**SHORT PROBLEM**
Reproduce the listing below word for word, keeping every line unchanged.

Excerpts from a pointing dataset
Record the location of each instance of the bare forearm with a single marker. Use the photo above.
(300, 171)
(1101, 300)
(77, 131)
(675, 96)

**TASK ANSWER**
Record the location of each instance of the bare forearm with a single marker. Use the photo above.
(300, 171)
(1101, 300)
(77, 131)
(675, 96)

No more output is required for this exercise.